What is needed: Turn every line of the records below into a JSON list of strings, one string per line, leaving out any blank lines.

[Excerpts of location labeling records]
————

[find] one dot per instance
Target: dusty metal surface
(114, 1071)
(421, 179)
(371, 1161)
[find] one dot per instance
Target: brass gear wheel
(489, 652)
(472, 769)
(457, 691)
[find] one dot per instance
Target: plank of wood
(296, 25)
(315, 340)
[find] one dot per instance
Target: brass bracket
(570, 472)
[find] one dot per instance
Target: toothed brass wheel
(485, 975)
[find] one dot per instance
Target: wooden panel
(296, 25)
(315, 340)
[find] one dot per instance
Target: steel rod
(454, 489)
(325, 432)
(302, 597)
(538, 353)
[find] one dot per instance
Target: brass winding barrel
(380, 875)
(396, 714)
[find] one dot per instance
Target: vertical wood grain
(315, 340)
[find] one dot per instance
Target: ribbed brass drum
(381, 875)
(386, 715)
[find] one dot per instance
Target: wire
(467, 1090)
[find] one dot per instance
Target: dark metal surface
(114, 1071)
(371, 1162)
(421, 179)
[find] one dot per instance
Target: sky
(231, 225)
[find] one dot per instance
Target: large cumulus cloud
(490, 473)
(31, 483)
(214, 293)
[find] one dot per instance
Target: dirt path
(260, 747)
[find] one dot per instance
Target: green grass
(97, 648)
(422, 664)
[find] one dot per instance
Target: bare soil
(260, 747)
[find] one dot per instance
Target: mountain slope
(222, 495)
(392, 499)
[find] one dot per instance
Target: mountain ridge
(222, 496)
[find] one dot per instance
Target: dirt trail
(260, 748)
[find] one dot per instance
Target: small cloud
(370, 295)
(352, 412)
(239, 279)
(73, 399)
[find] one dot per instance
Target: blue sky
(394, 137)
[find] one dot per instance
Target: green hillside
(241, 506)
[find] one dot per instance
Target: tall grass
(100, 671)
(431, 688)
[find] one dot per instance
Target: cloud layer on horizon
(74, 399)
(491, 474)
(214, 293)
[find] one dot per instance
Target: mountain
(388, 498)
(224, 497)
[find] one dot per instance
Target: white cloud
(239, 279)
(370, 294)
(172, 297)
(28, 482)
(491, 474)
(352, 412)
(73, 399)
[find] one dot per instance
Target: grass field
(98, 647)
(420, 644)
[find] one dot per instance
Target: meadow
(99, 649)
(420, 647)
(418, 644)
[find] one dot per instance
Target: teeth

————

Expected answer:
[
  "[find] one dot per instance",
  "Target: dusty metal surface",
  "(114, 1071)",
  "(421, 179)",
  "(371, 1161)",
  "[find] one dot per instance",
  "Target: brass gear wheel",
  "(489, 652)",
  "(472, 769)",
  "(457, 691)",
  "[find] one dot per instance",
  "Target: plank of wood",
  "(296, 25)",
  "(315, 340)",
  "[find] one dot per instance",
  "Target: brass bracket",
  "(570, 472)",
  "[find] one dot per instance",
  "Target: toothed brass wheel",
  "(485, 975)",
  "[find] one dot per instance",
  "Target: wooden panel",
  "(296, 25)",
  "(315, 340)",
  "[find] one dot per instance",
  "Target: steel rod",
  "(454, 489)",
  "(325, 432)",
  "(302, 597)",
  "(538, 353)",
  "[find] one dot per instance",
  "Target: brass winding barrel",
  "(380, 875)",
  "(396, 714)",
  "[find] one dot per instance",
  "Target: vertical wood grain",
  "(315, 340)",
  "[find] one dot per instance",
  "Target: ribbed brass drum",
  "(381, 875)",
  "(386, 715)",
  "[find] one dot per instance",
  "Target: wire",
  "(467, 1090)",
  "[find] one dot per instance",
  "Target: dark metal surface",
  "(114, 1071)",
  "(371, 1162)",
  "(421, 179)",
  "[find] one dot per instance",
  "Target: sky",
  "(231, 225)",
  "[find] one dot per instance",
  "Target: large cumulus cloud",
  "(490, 473)",
  "(31, 483)",
  "(214, 293)",
  "[find] one dot per instance",
  "Target: dirt path",
  "(260, 747)",
  "[find] one dot per instance",
  "Target: green grass",
  "(97, 648)",
  "(422, 664)",
  "[find] one dot per instance",
  "Target: bare soil",
  "(260, 747)",
  "[find] one dot per instance",
  "Target: mountain slope",
  "(222, 495)",
  "(392, 499)",
  "[find] one dot per instance",
  "Target: mountain ridge",
  "(222, 496)",
  "[find] one dot per instance",
  "Target: dirt trail",
  "(260, 748)",
  "[find] one dot per instance",
  "Target: small cloud",
  "(370, 295)",
  "(352, 412)",
  "(239, 279)",
  "(73, 399)",
  "[find] one dot per instance",
  "Target: blue sky",
  "(394, 137)",
  "[find] one dot per instance",
  "Target: green hillside",
  "(241, 506)",
  "[find] one dot per instance",
  "Target: tall grass",
  "(100, 671)",
  "(431, 688)",
  "[find] one dot per instance",
  "Target: cloud layer on horizon",
  "(74, 399)",
  "(491, 474)",
  "(214, 293)",
  "[find] one dot per instance",
  "Target: mountain",
  "(388, 498)",
  "(224, 497)",
  "[find] one dot per instance",
  "Target: white cloud",
  "(239, 279)",
  "(370, 294)",
  "(172, 297)",
  "(28, 482)",
  "(491, 474)",
  "(352, 412)",
  "(73, 399)",
  "[find] one dot per instance",
  "Target: grass field",
  "(98, 647)",
  "(420, 644)",
  "[find] one dot per instance",
  "Target: meadow",
  "(99, 649)",
  "(420, 647)",
  "(418, 644)",
  "[find] one dot per instance",
  "Target: teeth"
]